Extrait à lire ::

Dans son ouvrage intitulé « Résurrection, mode d’emploi » (Magnificat), Fabrice Hadjadj, philosophe et essayiste, pose un regard neuf et plein de finesse sur le mystère du Christ Ressuscité. Il revient notamment sur le repas au cours duquel les disciples d’Emmaüs l’ont reconnu : « Dans son glorieux état, Jésus n’a pas besoin de manger. Et néanmoins il le fait. Pourquoi donc ? ». Une réflexion qui ne manque pas de sel. Extrait.
« Dans l’Évangile, il arrive à notre Seigneur de distribuer miraculeusement des pains et des poissons, mais il faut attendre sa résurrection pour qu’il commence à faire simplement la cuisine. Je connais certains couples où seul un événement de cette envergure pourrait mettre le mari aux fourneaux – et parfois aussi la femme, tant la subjugue aujourd’hui la multiplication des plats surgelés. Tout n’est donc pas sans espoir.
Le Ressuscité construit un feu sur le rivage, il y dispose du poisson et du pain. (Jn 21, 9) – Mais quoi ? Jésus ne nous aurait délivrés de l’enfer que pour nous apprendre à improviser un barbecue ? L’Évangile s’accomplirait dans une recette de tilapia grillé ? Le Golgotha devrait déboucher sur la révélation du pique-nique ? Le Verbe est descendu du ciel, remonté des enfers, et ce serait au total pour appeler comme n’importe quelle mère de famille : « Venez déjeuner les enfants » ?
J’ai découvert dans un entretien de Marguerite Duras ce qui peut nous éclairer sur ce mystère de simplicité : « Jamais dans aucun cas, dit-elle, on ne doit faire la cuisine pour soi seul. Parce que je pense que c’est ça le chemin qui mène à l’installation définitive du désespoir. De faire pour soi des pommes de terre sautées ou une omelette vietnamienne, c’est littéralement inconcevable. La nourriture est faite vraiment pour tout le monde. Comme la vie, elle est vraiment faite pour tous. Pas la littérature. »

Extraits d'un jeu de données sur le pointage d'objets
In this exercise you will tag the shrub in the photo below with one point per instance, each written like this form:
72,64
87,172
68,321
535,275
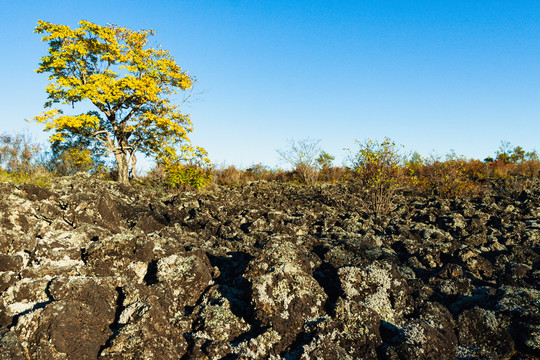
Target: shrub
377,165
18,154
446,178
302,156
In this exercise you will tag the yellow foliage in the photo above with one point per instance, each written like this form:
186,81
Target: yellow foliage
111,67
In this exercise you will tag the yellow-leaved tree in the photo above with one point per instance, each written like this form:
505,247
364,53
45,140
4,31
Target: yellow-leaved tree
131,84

--

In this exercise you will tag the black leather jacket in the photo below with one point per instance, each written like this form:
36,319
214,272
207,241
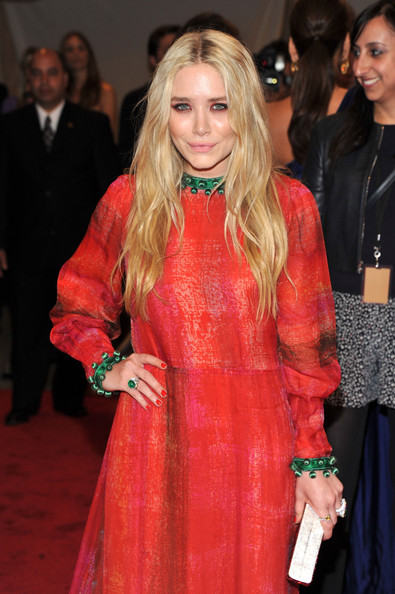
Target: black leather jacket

---

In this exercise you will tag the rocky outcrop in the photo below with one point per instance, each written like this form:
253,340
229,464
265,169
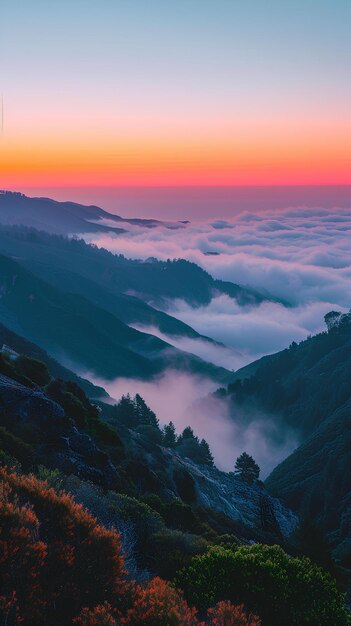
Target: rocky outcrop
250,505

À faire ::
a) D'après l'extrait à lire, pourquoi Marguerite Duras juge-t-elle qu'on ne doit jamais faire la cuisine pour soi seul ? Répondez en une à trois phrases.
b) Citez toutes les phrases interrogatives du paragraphe de l'extrait à lire qui commence par « Le Ressuscité construit un feu sur le rivage ».
c) Écrivez la suite de l'extrait à lire, sur le Ressuscité qui fait la cuisine, à partir de sa dernière phrase.

Réponses attendues ::
a) Pour Marguerite Duras, cuisiner pour soi seul est le chemin qui mène à l'installation définitive du désespoir. Elle ajoute que la nourriture, comme la vie, est faite pour tout le monde.

b)
- « Mais quoi ? »
- « Jésus ne nous aurait délivrés de l'enfer que pour nous apprendre à improviser un barbecue ? »
- « L'Évangile s'accomplirait dans une recette de tilapia grillé ? »
- « Le Golgotha devrait déboucher sur la révélation du pique-nique ? »
- « Le Verbe est descendu du ciel, remonté des enfers, et ce serait au total pour appeler comme n'importe quelle mère de famille : "Venez déjeuner les enfants" ? »

c)
« Lors d’un vernissage, l’accord est plus unanime autour du buffet que devant les œuvres. »
Le repas est à la fois moins abstrait et plus universel que les mots et les idées. Lors d’un vernissage, l’accord est plus unanime autour du buffet que devant les œuvres. Seuls quelques-uns peuvent se retrouver à une exposition ou une conférence : il y va de leurs affinités esthétiques, de leurs engagements politiques, de leurs orientations intellectuelles. Tous se retrouvent autour d’une table : elle ne requiert pas d’autre qualification que d’avoir faim.
Là se rencontrent le savant et l’ignorant, le vieillard et l’enfant, le riche et le pauvre, l’innocent et le pécheur, le chic type et la tête à claques, enfin l’homme et la bête et les dieux – la Cananéenne le rappelle : aux marges de la table il peut y avoir le petit chien, le chat, l’oiseau qui en espèrent les miettes (cf. Mt 15, 27) ; et, quand Abraham voit l’Éternel lui apparaître sous la forme de trois visiteurs à l’ombre d’un chêne, ne se sentant pas de soutenir une conversation à leur hauteur, il leur offre des galettes, du fromage, du lait, un peu de veau, autant de choses qui peuvent se trouver dans leur bouche aussi bien que dans la sienne (Gn 18, 1-8)…
À table, la nourriture bâillonne le beau parleur et fournit une contenance au muet. La jolie fille mastique, le laideron devient un convive, l’ingénieur avale avec moins de bonheur que le déficient mental, et certainement moins d’application que le nourrisson. Enfin le traître peut se servir dans le même plat que le saint (« Amen, je vous le dis : l’un de vous, qui mange avec moi, va me livrer » – Mt 26, 23). Les voilà tous à égalité devant les mets plus que devant la mort. Et voilà la religion vraiment catholique. Elle ne veut pas qu’on adhère à une idéologie ni à une phraséologie. Elle veut seulement qu’on ouvre grand la gueule ensemble – et qu’on sache gober : « C’est moi, le Seigneur ton Dieu, qui t’ai fait monter d’Égypte ! Ouvre ta bouche, moi, je l’emplirai » (Ps 80, 11). »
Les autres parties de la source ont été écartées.